>>>
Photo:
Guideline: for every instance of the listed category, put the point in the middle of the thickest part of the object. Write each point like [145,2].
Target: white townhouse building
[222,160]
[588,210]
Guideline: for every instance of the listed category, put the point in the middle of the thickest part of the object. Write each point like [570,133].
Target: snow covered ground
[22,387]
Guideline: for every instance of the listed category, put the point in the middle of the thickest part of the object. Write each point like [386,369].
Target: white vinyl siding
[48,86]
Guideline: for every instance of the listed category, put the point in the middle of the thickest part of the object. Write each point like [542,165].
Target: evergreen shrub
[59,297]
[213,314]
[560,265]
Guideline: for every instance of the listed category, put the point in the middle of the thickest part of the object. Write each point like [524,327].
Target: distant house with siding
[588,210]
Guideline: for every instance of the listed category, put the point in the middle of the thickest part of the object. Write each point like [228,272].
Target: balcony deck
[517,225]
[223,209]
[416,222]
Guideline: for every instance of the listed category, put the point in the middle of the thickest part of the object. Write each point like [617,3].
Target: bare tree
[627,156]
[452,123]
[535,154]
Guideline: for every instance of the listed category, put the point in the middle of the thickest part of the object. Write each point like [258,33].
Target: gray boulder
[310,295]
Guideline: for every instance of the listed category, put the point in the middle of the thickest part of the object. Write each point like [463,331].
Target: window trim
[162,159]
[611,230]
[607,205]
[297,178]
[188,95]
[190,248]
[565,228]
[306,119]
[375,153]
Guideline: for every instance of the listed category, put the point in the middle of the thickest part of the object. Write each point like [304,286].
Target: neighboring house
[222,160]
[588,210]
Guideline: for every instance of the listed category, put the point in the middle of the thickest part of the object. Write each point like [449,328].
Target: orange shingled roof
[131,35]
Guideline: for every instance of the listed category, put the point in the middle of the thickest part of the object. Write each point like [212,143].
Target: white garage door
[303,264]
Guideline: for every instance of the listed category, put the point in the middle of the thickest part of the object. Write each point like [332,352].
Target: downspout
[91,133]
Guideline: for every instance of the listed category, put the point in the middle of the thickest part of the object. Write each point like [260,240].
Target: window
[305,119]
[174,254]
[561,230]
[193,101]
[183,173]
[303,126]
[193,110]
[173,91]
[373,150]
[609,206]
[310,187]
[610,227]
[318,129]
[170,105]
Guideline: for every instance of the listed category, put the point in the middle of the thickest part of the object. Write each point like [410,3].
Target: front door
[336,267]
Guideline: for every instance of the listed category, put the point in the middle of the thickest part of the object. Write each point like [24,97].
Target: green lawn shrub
<<<
▶ EXERCISE REQUIREMENTS:
The records above must be repeated exactly, every one of them.

▶ THE RESULT:
Photo:
Guideline: for every instance of the listed category, put the point in the middle of the thickest part of the object. Write each point like [145,2].
Target: white townhouse building
[222,160]
[588,210]
Guideline: for every instance of the listed category, put the point in the middle of the thickest part of the object. Write each point like [570,133].
Target: snow covered ground
[22,387]
Guideline: for every instance of the listed category, put the point in the middle of the thickest part of the object. Write each point like [386,369].
Target: white vinyl siding
[48,86]
Guideline: for every instance of the listed category, put the point in the middle of the thickest part of the object. Write each point like [542,165].
Target: evergreen shrub
[59,297]
[213,314]
[560,265]
Guideline: for every instance of the listed category, put the point in the middle of the thickest part of the object. Write each point like [524,327].
Target: distant house with siding
[588,210]
Guideline: for every instance of the listed category, put the point in the middle of the thickest part of the object. Write each point like [228,272].
Target: balcony deck
[517,225]
[223,209]
[416,222]
Guideline: for every instance of the listed category, put the point in the middle of the thickest part of the object. Write each point like [617,3].
Target: bare tree
[627,156]
[452,123]
[535,154]
Guideline: for every instance of the listed category, put the point in the middle of the thickest part of the object. Write each point like [258,33].
Target: gray boulder
[310,295]
Guideline: for every instance of the listed category, put the point in the middle of the thickest part of the object. Write each point like [463,331].
Target: window trim
[162,159]
[611,230]
[607,205]
[297,178]
[188,95]
[190,248]
[565,228]
[306,119]
[375,153]
Guideline: for every instance of the listed category, put the point in the middle of the thickest part of the object. Write each point like [304,286].
Target: neighboring house
[222,160]
[588,210]
Guideline: for every instance of the listed category, put the point in the middle of the thickest part of the object. Write each point like [449,328].
Target: orange shingled roof
[131,35]
Guideline: for every instance of the listed category, put the point in the middle of the thickest part of the object. Write each point like [212,143].
Target: white garage door
[303,264]
Guideline: for every instance of the listed category, put the point in the middle of the thickest part of the object. Write each point like [332,352].
Target: downspout
[91,133]
Guideline: for every instance of the listed category, put the point in the middle of the thickest part of the object. Write each point like [260,240].
Target: window
[305,119]
[174,254]
[561,230]
[193,101]
[183,173]
[303,126]
[193,110]
[173,91]
[373,150]
[609,206]
[310,187]
[610,227]
[318,129]
[170,105]
Guideline: for every instance of the listed category, put the point in the middle of the thickest part of the object. Write each point like [410,3].
Target: front door
[336,267]
Guideline: for every instance of the listed category, put the point in the middle of the thickest part of the object. Write each point like [24,97].
Target: green lawn shrub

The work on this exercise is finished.